> [DATA PROVIDED]
>> start
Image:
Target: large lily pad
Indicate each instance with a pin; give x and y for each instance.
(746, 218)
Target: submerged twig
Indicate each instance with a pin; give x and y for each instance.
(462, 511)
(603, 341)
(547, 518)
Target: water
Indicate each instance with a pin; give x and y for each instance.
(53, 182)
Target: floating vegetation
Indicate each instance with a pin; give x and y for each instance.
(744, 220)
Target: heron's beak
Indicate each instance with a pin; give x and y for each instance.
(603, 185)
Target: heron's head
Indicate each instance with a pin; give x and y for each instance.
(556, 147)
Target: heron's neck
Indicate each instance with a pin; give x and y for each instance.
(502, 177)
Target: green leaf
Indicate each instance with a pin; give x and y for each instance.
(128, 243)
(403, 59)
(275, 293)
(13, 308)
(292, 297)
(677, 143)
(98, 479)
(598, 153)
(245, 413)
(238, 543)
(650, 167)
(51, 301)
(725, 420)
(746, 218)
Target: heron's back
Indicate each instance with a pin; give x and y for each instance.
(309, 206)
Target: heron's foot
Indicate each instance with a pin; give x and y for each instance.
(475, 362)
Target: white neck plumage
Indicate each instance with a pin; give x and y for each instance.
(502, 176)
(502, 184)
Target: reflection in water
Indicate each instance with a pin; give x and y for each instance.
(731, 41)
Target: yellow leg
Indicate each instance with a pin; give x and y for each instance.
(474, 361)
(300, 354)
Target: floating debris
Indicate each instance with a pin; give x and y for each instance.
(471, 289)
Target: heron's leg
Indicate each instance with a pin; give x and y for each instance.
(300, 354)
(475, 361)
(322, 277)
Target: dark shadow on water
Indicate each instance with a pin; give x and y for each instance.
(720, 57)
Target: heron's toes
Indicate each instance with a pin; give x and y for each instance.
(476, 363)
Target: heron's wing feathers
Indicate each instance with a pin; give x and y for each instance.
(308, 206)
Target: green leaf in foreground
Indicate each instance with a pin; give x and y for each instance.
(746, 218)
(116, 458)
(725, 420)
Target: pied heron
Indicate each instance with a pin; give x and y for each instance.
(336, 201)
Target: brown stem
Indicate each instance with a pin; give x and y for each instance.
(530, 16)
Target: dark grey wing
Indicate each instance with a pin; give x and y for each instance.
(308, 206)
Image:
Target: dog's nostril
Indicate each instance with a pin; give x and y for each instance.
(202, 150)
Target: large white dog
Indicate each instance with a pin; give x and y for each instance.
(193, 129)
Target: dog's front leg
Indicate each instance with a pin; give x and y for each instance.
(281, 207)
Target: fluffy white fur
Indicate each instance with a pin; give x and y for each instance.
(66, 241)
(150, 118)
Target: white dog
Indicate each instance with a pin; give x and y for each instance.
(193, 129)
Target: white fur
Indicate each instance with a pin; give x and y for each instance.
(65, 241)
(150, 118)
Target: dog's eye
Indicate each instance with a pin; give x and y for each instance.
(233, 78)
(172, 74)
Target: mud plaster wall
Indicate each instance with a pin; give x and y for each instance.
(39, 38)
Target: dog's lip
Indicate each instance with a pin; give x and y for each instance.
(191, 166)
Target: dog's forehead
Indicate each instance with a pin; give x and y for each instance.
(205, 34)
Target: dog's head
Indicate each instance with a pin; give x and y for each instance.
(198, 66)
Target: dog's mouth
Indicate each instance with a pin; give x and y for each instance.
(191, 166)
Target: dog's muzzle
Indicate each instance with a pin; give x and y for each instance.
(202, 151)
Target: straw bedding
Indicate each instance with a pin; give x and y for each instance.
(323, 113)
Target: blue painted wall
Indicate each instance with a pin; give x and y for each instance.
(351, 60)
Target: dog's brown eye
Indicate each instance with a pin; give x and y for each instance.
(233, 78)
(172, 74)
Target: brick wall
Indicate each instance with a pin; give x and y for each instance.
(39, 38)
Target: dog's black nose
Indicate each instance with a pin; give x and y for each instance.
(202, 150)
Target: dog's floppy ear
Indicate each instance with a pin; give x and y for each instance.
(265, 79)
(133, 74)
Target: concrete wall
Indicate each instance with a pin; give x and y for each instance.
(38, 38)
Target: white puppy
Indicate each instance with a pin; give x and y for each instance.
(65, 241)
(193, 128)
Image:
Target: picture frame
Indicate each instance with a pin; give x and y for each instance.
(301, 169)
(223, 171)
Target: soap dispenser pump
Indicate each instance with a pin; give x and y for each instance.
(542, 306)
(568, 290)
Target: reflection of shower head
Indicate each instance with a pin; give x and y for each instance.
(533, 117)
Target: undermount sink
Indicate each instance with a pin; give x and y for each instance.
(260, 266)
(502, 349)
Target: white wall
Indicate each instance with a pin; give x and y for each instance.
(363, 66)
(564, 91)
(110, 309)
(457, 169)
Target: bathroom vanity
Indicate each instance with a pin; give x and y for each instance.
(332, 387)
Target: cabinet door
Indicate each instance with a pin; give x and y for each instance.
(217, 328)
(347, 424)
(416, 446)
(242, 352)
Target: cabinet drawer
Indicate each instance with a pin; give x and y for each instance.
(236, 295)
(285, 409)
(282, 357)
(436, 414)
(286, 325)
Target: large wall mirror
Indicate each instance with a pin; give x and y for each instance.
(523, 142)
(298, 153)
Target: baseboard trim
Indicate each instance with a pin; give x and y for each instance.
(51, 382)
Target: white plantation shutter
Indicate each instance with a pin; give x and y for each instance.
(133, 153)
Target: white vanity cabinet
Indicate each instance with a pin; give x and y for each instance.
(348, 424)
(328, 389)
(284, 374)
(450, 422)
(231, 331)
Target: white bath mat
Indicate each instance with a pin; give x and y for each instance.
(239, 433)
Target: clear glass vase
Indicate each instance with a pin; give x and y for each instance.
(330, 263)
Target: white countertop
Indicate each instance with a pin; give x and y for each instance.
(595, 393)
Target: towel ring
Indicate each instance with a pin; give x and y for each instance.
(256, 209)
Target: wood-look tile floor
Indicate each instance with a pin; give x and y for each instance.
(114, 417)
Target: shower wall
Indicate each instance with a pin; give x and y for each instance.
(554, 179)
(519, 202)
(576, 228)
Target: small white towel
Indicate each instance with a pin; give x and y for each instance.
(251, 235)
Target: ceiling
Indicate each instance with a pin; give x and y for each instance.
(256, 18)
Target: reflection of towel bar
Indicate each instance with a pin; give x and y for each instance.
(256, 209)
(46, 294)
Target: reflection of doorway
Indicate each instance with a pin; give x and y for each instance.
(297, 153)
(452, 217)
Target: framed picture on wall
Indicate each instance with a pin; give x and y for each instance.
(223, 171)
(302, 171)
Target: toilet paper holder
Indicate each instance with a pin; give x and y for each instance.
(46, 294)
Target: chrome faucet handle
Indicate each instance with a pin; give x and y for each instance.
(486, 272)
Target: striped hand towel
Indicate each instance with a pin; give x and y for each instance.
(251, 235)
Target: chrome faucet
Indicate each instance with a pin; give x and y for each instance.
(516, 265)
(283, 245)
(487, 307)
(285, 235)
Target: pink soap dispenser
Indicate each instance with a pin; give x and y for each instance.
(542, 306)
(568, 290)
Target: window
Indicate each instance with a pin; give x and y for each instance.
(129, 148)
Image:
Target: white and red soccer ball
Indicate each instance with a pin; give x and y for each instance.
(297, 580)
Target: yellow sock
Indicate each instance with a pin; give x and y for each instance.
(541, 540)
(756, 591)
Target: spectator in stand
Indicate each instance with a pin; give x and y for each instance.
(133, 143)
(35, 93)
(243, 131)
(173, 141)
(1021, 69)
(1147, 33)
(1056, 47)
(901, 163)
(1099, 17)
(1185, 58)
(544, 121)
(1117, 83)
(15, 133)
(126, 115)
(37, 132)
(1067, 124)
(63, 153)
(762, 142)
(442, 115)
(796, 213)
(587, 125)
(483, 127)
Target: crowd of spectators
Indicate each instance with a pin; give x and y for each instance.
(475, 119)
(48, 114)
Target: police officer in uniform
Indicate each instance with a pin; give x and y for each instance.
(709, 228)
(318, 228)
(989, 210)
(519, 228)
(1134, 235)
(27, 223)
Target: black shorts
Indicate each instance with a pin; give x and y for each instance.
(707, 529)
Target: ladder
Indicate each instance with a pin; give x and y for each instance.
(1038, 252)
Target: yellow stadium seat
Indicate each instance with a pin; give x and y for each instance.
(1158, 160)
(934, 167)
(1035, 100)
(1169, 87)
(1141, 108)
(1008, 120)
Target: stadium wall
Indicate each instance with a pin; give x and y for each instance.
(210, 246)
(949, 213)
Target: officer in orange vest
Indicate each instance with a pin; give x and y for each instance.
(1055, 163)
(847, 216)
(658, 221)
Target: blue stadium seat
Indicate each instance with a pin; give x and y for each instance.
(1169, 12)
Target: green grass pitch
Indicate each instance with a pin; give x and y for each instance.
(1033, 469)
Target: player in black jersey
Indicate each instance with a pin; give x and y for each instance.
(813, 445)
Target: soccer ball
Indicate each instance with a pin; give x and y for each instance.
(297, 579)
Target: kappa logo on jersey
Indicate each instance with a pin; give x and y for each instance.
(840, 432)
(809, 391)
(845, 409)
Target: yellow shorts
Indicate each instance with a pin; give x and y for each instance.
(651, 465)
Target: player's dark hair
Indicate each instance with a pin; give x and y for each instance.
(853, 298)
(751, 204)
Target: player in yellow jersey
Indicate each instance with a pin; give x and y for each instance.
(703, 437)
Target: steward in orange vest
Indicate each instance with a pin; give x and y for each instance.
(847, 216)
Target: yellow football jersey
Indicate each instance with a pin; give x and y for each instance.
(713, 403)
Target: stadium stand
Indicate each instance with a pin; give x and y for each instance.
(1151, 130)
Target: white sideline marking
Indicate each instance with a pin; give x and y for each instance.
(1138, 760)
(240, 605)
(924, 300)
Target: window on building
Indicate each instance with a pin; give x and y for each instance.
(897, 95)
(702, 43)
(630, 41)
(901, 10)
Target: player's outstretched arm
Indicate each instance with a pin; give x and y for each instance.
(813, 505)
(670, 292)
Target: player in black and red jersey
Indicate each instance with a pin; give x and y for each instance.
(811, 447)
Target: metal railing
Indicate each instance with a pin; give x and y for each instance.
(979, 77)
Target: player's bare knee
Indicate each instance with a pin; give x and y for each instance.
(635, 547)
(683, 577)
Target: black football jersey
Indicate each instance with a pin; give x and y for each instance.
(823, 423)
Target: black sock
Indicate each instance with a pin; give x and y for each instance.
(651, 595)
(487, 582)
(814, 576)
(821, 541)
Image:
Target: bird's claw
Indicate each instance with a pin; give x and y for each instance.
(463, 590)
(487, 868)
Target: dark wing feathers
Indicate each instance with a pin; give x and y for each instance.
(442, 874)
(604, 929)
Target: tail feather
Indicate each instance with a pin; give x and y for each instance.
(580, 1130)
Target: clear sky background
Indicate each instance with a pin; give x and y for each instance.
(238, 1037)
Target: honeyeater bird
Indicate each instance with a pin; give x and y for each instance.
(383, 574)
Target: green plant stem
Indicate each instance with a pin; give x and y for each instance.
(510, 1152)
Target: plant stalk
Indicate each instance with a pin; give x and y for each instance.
>> end
> [EXERCISE TASK] Rewrite the rows starting at the line that contains "Target: framed picture on wall" and ending at the line that contains "(1038, 252)", changing "chrome" to "stainless steel" and leaving everything else as it is.

> [THE RESPONSE]
Target: framed picture on wall
Indicate each instance with a pin; give x and y for each instance.
(223, 171)
(302, 171)
Target: toilet paper holder
Indicate each instance with a pin; give x and y for each instance.
(46, 294)
Target: stainless steel faucet handle
Indicate each instance with a pin; give x and y for each instance.
(486, 272)
Target: striped hand towel
Indicate each instance with a pin; give x and y for each instance.
(251, 235)
Target: stainless steel faucet
Indicate each instance with a pin; give x and y for each instance.
(516, 265)
(283, 245)
(487, 307)
(285, 235)
Target: pink soap dispenser
Indicate each instance with a pin; give x and y for each instance.
(542, 306)
(568, 290)
Target: window
Indicate each instance with a pin; give x and y for each instance.
(129, 148)
Image:
Target: white and red soccer ball
Indicate each instance with a pin; give x and y for each instance.
(297, 580)
Target: yellow sock
Indicate each instance with a pin; give x and y for each instance.
(541, 540)
(756, 591)
Target: spectator in stand
Indicate each instance with a pin; give x and y for each instance.
(133, 143)
(35, 93)
(243, 131)
(173, 141)
(1021, 69)
(1147, 33)
(1056, 47)
(901, 163)
(1099, 17)
(1185, 58)
(544, 121)
(1117, 83)
(15, 133)
(126, 115)
(37, 132)
(1067, 124)
(63, 153)
(762, 142)
(442, 115)
(796, 213)
(587, 125)
(483, 127)
Target: crowd of spectators
Indicate each instance with a pin; give x and y for each instance.
(475, 119)
(48, 114)
Target: police officer in uniform
Indicate each instance with a pin; give x and y for each instance.
(709, 228)
(318, 228)
(989, 210)
(519, 228)
(1134, 235)
(27, 223)
Target: black shorts
Indicate each instance with a pin; give x and y for each instance.
(707, 529)
Target: ladder
Indicate each instance with a pin; give x and y for each instance.
(1038, 252)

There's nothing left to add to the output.